═════ INPUT ═════

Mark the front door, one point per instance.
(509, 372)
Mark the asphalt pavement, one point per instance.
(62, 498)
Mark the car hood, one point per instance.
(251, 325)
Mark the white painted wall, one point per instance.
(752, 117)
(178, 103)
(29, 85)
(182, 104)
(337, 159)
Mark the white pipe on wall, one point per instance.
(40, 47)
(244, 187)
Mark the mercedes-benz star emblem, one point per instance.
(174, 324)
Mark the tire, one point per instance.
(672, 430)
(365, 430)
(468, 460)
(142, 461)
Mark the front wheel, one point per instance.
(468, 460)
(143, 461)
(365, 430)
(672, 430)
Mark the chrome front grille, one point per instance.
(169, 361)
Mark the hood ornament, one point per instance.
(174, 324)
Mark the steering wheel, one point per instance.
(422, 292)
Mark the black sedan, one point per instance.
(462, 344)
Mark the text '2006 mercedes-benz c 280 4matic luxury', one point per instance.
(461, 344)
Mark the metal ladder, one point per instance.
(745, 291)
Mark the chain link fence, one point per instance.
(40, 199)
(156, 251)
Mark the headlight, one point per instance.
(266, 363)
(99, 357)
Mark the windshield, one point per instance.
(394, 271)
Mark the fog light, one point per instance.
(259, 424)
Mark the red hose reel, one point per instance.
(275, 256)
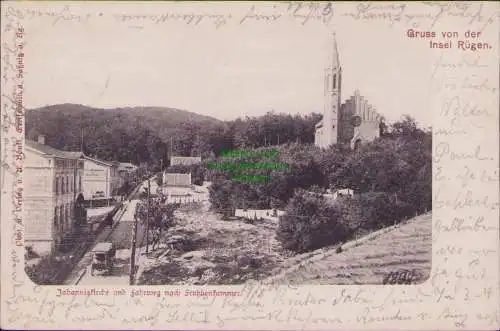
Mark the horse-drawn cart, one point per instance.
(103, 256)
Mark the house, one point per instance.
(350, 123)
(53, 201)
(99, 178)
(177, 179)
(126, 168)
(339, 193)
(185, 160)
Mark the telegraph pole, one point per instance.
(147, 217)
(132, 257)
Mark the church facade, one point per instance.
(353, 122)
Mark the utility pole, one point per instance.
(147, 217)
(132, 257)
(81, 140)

═════
═════ INPUT ═════

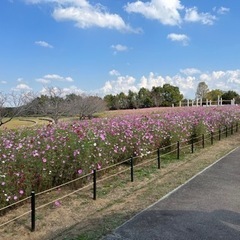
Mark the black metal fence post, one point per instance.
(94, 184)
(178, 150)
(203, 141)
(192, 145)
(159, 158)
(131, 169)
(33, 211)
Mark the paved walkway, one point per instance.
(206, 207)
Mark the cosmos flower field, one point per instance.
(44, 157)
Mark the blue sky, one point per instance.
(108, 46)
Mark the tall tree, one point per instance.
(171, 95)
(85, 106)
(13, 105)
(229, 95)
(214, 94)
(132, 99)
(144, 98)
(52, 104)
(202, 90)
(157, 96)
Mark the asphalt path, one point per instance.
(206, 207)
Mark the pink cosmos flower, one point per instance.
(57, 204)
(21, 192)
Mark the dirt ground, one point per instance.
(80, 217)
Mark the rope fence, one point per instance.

═════

### REQUEST
Identify each line in the items above that contains the string "hood" and copy those lines in full. Treat uppercase and lowercase letters as different.

### OUTPUT FOR THIS TASK
Mark the car hood, one point per instance.
Mark the hood ornament, one point per instance.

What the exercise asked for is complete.